Excerpt to read:
************
Workers Win Big in Minnesota’s 2023 Legislative Session

Workers Win Big in Minnesota’s 2023 Legislative Session

June 22nd, 2023

In November 2022 Minnesota’s Democratic Farmer Labor Party* won control of both legislative houses as well as the governorship. Minnesota’s unions and grassroots community organizations seized the moment and advocated successfully for a wide range of new laws crafted to benefit Minnesota’s workers, families, BIPOC and other marginalized communities, and the environment. 

Workers Confluence grantees and their labor partners were a major part of achieving these changes, which are being hailed as “the most significant worker protections in state history” (Minneapolis Labor Review). Minnesota is now being called “the best state for workers and their families” (The Guardian).
************
Referring expression data
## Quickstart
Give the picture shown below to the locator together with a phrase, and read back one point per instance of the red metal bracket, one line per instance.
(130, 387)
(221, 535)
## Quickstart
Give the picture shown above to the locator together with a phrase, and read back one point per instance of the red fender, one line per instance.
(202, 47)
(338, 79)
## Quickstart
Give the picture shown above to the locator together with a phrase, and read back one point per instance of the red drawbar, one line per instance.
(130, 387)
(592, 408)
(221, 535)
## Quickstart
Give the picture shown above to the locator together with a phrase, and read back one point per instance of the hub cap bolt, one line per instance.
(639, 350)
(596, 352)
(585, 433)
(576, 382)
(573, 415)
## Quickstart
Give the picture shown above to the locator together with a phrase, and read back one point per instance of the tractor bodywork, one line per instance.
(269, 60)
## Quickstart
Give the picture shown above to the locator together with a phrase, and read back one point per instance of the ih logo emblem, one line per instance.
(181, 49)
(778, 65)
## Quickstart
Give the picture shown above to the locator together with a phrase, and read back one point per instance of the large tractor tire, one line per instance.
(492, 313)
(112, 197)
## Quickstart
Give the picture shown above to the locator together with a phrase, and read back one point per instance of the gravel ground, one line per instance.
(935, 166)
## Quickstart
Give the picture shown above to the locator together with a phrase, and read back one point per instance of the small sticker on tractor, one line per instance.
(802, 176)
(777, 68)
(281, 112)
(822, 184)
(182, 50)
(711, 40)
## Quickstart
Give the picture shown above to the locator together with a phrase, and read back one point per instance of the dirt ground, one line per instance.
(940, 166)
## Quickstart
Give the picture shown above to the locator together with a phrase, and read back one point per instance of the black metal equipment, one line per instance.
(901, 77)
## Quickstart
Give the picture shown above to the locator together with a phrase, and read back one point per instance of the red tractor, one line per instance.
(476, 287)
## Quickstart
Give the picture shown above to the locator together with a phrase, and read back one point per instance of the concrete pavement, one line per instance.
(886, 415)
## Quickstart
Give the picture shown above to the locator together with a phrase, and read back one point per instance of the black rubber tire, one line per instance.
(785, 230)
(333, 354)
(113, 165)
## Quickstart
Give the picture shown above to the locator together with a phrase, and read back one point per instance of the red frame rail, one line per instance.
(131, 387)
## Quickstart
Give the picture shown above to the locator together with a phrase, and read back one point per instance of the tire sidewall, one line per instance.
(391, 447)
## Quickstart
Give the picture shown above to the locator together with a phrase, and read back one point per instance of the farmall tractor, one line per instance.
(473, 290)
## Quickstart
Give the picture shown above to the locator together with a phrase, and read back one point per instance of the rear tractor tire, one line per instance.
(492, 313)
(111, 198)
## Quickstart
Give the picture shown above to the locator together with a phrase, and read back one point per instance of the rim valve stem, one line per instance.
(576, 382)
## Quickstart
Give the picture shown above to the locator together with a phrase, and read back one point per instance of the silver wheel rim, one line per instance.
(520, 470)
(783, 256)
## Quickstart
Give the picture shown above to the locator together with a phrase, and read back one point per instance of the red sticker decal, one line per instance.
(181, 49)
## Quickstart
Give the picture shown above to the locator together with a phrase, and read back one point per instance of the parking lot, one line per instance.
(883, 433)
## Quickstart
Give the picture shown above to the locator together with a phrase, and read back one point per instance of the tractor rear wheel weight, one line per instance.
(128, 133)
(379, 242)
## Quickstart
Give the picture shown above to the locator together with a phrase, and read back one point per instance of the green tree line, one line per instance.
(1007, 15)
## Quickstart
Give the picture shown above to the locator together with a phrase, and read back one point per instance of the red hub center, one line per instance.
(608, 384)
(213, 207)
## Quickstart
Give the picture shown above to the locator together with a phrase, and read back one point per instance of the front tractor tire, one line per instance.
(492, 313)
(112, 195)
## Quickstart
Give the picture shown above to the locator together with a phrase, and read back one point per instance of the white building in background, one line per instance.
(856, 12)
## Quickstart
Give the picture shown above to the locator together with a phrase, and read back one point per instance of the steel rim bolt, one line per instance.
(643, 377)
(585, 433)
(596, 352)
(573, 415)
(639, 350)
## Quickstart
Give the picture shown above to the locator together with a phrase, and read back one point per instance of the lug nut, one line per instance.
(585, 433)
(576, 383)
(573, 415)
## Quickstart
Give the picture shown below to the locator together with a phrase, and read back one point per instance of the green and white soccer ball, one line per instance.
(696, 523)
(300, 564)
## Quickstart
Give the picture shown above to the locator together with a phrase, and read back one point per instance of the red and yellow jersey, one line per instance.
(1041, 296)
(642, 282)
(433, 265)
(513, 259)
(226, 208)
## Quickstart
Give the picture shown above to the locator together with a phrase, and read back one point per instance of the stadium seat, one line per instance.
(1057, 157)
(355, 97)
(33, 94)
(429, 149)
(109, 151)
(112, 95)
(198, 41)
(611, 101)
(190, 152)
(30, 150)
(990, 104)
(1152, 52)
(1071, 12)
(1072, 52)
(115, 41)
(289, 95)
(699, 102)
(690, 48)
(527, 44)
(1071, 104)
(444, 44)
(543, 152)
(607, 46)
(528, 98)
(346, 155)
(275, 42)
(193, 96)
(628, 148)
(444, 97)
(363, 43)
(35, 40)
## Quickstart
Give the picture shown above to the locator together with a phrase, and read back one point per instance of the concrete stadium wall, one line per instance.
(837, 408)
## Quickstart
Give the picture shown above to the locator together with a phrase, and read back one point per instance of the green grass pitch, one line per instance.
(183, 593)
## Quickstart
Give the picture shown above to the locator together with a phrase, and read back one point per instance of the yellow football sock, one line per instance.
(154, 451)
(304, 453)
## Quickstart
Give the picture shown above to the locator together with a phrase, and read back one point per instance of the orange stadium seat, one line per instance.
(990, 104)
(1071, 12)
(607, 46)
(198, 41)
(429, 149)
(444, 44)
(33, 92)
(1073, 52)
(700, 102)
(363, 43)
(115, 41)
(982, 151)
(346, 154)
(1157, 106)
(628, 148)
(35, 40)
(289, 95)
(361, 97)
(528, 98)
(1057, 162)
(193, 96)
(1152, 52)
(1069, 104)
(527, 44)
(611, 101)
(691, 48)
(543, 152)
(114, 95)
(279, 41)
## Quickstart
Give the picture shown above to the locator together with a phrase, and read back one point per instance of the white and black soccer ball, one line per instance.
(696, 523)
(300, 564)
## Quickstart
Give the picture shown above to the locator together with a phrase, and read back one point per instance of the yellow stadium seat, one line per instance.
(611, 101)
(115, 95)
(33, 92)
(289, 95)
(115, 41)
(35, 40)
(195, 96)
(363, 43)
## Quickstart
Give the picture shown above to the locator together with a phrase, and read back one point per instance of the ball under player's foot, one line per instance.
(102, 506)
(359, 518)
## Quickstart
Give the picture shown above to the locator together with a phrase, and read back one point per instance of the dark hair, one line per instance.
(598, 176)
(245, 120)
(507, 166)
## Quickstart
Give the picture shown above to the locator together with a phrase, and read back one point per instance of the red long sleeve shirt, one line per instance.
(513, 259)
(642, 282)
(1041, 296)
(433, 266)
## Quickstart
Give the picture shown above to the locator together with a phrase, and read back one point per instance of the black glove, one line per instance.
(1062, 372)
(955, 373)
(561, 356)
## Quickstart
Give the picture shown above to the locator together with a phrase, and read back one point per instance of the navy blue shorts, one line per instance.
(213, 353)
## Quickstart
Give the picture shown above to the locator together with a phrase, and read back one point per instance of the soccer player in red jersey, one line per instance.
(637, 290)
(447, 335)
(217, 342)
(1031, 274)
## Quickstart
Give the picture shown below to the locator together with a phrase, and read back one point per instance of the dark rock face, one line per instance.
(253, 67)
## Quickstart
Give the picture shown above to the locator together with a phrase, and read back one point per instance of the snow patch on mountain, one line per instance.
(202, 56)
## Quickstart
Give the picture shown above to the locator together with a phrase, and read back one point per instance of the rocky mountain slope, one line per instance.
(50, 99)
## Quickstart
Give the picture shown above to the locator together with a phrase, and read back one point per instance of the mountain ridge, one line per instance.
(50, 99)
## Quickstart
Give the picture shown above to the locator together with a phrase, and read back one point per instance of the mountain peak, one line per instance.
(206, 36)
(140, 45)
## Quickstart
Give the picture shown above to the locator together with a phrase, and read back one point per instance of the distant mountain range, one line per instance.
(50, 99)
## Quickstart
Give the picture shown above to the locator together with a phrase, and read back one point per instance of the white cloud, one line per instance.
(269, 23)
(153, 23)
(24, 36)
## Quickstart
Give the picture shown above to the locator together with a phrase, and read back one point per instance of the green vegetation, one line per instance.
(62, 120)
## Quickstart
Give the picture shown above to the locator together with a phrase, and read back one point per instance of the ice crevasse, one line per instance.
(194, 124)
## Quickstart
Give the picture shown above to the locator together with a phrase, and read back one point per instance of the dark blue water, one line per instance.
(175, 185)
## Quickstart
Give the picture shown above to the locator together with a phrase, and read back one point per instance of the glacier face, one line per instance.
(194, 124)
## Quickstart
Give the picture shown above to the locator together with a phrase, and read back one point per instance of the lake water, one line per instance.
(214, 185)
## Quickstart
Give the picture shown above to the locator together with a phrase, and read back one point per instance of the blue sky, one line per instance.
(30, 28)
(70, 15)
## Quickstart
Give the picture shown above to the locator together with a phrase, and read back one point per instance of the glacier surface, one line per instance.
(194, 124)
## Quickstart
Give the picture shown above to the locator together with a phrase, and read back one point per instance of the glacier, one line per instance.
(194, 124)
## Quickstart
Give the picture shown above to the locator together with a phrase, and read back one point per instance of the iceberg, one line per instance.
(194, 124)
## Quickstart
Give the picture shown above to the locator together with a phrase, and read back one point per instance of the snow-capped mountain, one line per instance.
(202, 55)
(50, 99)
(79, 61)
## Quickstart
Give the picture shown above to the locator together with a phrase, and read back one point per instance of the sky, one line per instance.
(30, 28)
************
What you will do:
Edit the passage of the article on Minnesota's 2023 legislative session that begins at "June 22nd, 2023" and stops after "and the environment.", replacing "governorship" with "governor's office". These records were taken from a separate source.

Answer for this exercise:
June 22nd, 2023

In November 2022 Minnesota’s Democratic Farmer Labor Party* won control of both legislative houses as well as the governor's office. Minnesota’s unions and grassroots community organizations seized the moment and advocated successfully for a wide range of new laws crafted to benefit Minnesota’s workers, families, BIPOC and other marginalized communities, and the environment.